▸ Extracted text:

*** Block opens ***

Legal Question in Business Law in California
if you send someone an email with a question and they dont respond but they do receive the email, can a non-response be considered confirmation of your question in a court of law?
2 Answers from Attorneys
Maybe. This area of contract law is often discussed under the general heading of "silence as assent" and a frequent example is when someone makes an offer to enter into a contract, and the issue arises whether failure to respond with "No thanks" is the same as saying "OK." The law is that silence does NOT usually imply acceptance. If it did, we would be spending all day sending "No thanks" messages in response to e-mails, telephone messages, junk mail, and so on. However, there are limited situations in which silence is considered assent.....usually where the parties have a pre-existing business relationship or the customs of a particular business point in that direction.
There is another example. If you have an account with a merchant, repairman, medical service provider, or the like, where you get regular bills, failure to dispute a billing may, in time, ripen into an acceptance of the charges as billed (called "account stated" or "book account" depending upon the circumstances).
Despite the foregoing examples and the possibility of other, similar, situations, I would have to say that more often than not failure to respond to a received e-mail probably would not be deemed agreement with the matters proposed, stated or discussed therein.
Under some circumstances, silence can be evidence -- but not conclusive proof -- of agreement with someone else's statement. Since you haven't told us anything about your situation, I have no idea whether such circumstances might be present.

*** Block closes ***

▸ Dataset content:
*** Block opens ***

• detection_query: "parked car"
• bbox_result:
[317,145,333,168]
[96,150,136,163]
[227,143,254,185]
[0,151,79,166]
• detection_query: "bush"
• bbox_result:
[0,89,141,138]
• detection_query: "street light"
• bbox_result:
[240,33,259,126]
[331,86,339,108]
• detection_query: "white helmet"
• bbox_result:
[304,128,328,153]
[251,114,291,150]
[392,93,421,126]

*** Block closes ***

▸ Problem 1:
List the kinds of providers that the business law page names as examples of someone with whom you might have an account.
▸ Problem 2:
Write out the stretch of the business law page from "There is another" through "might be present.".
The entries are separate material, unrelated to the business law page.

▸ Your solution 1:
merchant, repairman, medical service provider

▸ Your solution 2:
There is another example. If you have an account with a merchant, repairman, medical service provider, or the like, where you get regular bills, failure to dispute a billing may, in time, ripen into an acceptance of the charges as billed (called "account stated" or "book account" depending upon the circumstances).
Despite the foregoing examples and the possibility of other, similar, situations, I would have to say that more often than not failure to respond to a received e-mail probably would not be deemed agreement with the matters proposed, stated or discussed therein.
Under some circumstances, silence can be evidence -- but not conclusive proof -- of agreement with someone else's statement. Since you haven't told us anything about your situation, I have no idea whether such circumstances might be present.